Data Start Marker

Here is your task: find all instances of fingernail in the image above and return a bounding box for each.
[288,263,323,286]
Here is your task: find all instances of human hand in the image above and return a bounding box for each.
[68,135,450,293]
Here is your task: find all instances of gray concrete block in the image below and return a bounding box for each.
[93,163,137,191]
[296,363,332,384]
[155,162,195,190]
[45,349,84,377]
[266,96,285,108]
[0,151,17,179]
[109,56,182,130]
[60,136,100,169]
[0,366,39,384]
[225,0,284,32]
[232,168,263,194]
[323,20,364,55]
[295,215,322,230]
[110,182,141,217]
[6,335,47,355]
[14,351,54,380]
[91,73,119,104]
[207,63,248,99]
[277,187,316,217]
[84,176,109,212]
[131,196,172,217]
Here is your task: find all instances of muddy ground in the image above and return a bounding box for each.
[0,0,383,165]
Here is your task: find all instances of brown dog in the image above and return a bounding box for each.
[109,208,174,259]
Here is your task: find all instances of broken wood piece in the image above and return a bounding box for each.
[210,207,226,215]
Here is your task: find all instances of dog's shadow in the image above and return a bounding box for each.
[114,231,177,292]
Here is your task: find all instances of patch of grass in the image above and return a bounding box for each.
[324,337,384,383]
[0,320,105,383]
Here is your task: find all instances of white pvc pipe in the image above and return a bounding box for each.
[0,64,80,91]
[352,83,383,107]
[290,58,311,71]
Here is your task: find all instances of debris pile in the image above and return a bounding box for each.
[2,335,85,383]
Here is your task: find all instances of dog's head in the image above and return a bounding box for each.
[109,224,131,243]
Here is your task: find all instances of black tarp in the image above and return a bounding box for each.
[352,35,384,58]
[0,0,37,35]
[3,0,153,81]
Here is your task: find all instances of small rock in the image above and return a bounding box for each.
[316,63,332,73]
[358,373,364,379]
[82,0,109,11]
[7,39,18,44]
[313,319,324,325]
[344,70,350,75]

Data End Marker

* [Work required]: Word for word, give back the data shown above.

* [Reply]:
Here is your task: find all instances of fingernail in the image above and return a bounding box for each.
[288,263,323,286]
Here is your task: find all instances of human hand in the image above and return a bounding box for each.
[68,135,450,293]
Here is your task: find all instances of gray concrete block in the image below and return a bounding box for each.
[93,163,137,191]
[296,363,332,384]
[155,162,195,190]
[45,349,84,377]
[266,96,285,108]
[0,151,17,179]
[109,56,182,130]
[60,136,100,169]
[0,366,39,384]
[225,0,284,32]
[232,168,263,194]
[323,20,364,55]
[295,215,322,230]
[110,182,141,217]
[6,335,47,355]
[14,351,54,380]
[91,73,119,104]
[207,63,248,99]
[277,187,316,217]
[84,176,109,212]
[131,196,172,217]
Here is your task: find all instances of muddy ground in the image above and return a bounding box for each.
[0,0,383,165]
Here is your task: find all instances of brown dog in the image above and return a bounding box for each.
[109,208,174,259]
Here is your task: find all instances of broken wood piece in the image above and return a bounding box for each.
[210,207,226,215]
Here is your task: find all instances of dog's shadow in the image above and return a bounding box for each.
[114,231,177,292]
Here is your task: find all instances of patch of grass in the image above and return a bounding box for each.
[324,337,384,383]
[0,320,105,383]
Here is your task: find all instances of white pvc pipe in the image above and return a bounding box for each.
[0,64,80,91]
[352,83,383,107]
[290,58,311,71]
Here is your task: find all instances of debris pile in the image above and return a bounding box for each.
[2,335,85,383]
Here is your task: find all instances of dog's head in the image above and return a bounding box for each.
[109,224,131,243]
Here is your task: find all instances of black tarp in the image above and return a bounding box for each.
[352,35,384,58]
[0,0,37,35]
[3,0,153,81]
Here is your task: find all instances of small rock in the image above and return a bounding box for each.
[316,63,332,73]
[358,373,364,379]
[82,0,109,11]
[7,39,18,44]
[313,319,324,325]
[344,70,350,75]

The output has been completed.